[Work item]
Please quote the following lines word for word, keeping every character from the first line through the last.

BEGIN Listed entries

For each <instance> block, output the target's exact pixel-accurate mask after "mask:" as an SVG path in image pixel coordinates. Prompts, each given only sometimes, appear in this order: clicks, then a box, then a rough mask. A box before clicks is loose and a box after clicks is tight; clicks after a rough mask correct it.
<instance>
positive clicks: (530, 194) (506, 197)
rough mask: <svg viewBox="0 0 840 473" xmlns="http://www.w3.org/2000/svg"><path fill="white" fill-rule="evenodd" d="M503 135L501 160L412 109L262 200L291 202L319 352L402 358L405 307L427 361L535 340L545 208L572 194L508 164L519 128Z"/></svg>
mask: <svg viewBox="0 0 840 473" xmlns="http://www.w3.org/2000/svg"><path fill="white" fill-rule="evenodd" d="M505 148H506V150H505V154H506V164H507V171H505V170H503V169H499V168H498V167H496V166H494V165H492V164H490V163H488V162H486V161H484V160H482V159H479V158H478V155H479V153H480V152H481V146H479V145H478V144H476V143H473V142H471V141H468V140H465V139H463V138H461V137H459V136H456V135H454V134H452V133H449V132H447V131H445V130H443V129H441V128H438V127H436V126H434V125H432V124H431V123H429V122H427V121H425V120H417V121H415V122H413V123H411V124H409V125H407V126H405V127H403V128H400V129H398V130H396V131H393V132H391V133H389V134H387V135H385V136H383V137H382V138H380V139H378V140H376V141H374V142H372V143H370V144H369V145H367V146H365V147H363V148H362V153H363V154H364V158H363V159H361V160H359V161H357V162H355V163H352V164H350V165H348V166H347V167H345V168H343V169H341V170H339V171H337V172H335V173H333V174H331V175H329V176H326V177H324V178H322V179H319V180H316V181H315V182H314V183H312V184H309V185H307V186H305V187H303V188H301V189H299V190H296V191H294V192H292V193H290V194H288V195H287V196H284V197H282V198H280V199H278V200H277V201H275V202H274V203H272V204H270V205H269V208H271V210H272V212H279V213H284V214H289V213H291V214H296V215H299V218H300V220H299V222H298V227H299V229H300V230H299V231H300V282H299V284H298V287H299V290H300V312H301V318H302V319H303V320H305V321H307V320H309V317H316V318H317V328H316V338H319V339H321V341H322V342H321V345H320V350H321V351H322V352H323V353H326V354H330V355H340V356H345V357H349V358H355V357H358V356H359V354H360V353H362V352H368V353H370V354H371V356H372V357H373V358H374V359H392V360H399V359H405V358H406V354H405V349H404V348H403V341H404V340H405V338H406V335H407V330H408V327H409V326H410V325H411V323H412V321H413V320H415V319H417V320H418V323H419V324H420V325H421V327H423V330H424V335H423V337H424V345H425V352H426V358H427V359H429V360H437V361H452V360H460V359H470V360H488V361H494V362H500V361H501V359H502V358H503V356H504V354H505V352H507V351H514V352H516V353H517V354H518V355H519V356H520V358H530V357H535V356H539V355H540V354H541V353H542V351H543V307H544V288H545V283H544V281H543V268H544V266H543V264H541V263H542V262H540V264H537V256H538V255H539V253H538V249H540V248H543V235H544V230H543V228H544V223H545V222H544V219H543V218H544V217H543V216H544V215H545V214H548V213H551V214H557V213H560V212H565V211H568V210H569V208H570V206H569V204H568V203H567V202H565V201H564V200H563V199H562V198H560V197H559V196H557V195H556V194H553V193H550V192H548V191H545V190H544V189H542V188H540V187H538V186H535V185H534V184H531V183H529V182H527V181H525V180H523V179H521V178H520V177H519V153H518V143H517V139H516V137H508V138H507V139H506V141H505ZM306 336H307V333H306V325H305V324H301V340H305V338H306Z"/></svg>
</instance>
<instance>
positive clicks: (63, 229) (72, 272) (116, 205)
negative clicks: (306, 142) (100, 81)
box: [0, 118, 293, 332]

END Listed entries

[Your solution]
For each <instance> block, output the target's exact pixel-accurate mask after "mask:" as an SVG path in image pixel coordinates. Prompts, each given only sometimes, appear in this order: clicks, then a box, then a rough mask. A box before clicks is loose and a box after clicks is tight; clicks after a rough mask correct it.
<instance>
positive clicks: (530, 194) (506, 197)
rough mask: <svg viewBox="0 0 840 473" xmlns="http://www.w3.org/2000/svg"><path fill="white" fill-rule="evenodd" d="M503 135L501 160L412 109L262 200L291 202L319 352L402 358L405 307L427 361L535 340L545 208L572 194L508 164L519 128Z"/></svg>
mask: <svg viewBox="0 0 840 473" xmlns="http://www.w3.org/2000/svg"><path fill="white" fill-rule="evenodd" d="M505 148H506V150H505V154H506V164H507V171H505V170H503V169H499V168H498V167H496V166H494V165H492V164H490V163H488V162H486V161H484V160H482V159H479V158H478V155H479V153H480V152H481V146H479V145H478V144H476V143H473V142H471V141H468V140H465V139H463V138H461V137H459V136H456V135H454V134H452V133H449V132H447V131H445V130H443V129H441V128H438V127H436V126H434V125H432V124H431V123H429V122H427V121H425V120H417V121H415V122H413V123H411V124H409V125H407V126H405V127H403V128H400V129H398V130H396V131H393V132H391V133H389V134H387V135H385V136H383V137H382V138H380V139H378V140H376V141H374V142H372V143H370V144H369V145H367V146H365V147H363V148H362V153H363V154H364V158H363V159H361V160H359V161H357V162H355V163H352V164H350V165H348V166H347V167H345V168H343V169H341V170H339V171H337V172H335V173H333V174H331V175H329V176H326V177H324V178H322V179H319V180H316V181H315V182H314V183H312V184H309V185H307V186H305V187H303V188H301V189H299V190H296V191H294V192H292V193H290V194H288V195H287V196H284V197H282V198H280V199H278V200H277V201H275V202H274V203H272V204H270V205H269V208H271V210H272V212H279V213H284V214H289V213H291V214H296V215H299V218H300V220H299V222H298V227H299V229H300V230H299V231H300V282H299V284H298V287H299V290H300V312H301V318H302V319H303V320H305V321H307V320H309V317H316V318H317V328H316V338H319V339H321V341H322V342H321V345H320V350H321V351H322V352H323V353H326V354H330V355H340V356H345V357H349V358H355V357H358V356H359V354H360V353H362V352H368V353H370V354H371V356H372V357H373V358H374V359H392V360H399V359H405V358H406V354H405V349H404V348H403V341H404V340H405V338H406V335H407V330H408V327H409V326H410V325H411V323H412V321H413V320H415V319H417V320H418V323H419V324H420V325H421V327H423V330H424V335H423V337H424V345H425V352H426V358H427V359H429V360H437V361H452V360H460V359H470V360H488V361H494V362H500V361H501V359H502V358H503V356H504V354H505V352H507V351H514V352H516V353H517V354H518V355H519V356H520V358H530V357H535V356H539V355H540V354H541V353H542V351H543V307H544V288H545V283H544V281H543V268H544V266H543V264H541V263H542V262H540V264H537V256H538V255H539V253H538V249H540V248H543V235H544V230H543V228H544V223H545V222H544V219H543V218H544V217H543V216H544V215H545V214H548V213H551V214H557V213H560V212H565V211H568V210H569V208H570V206H569V204H568V203H567V202H565V201H564V200H563V199H562V198H560V197H559V196H557V195H556V194H553V193H550V192H548V191H545V190H544V189H542V188H540V187H538V186H535V185H534V184H531V183H529V182H527V181H525V180H523V179H521V178H520V177H519V153H518V143H517V139H516V137H508V138H507V139H506V141H505ZM306 336H307V333H306V325H305V324H301V340H305V338H306Z"/></svg>
</instance>
<instance>
positive clicks: (63, 229) (72, 272) (116, 205)
negative clicks: (306, 142) (100, 81)
box: [0, 118, 293, 332]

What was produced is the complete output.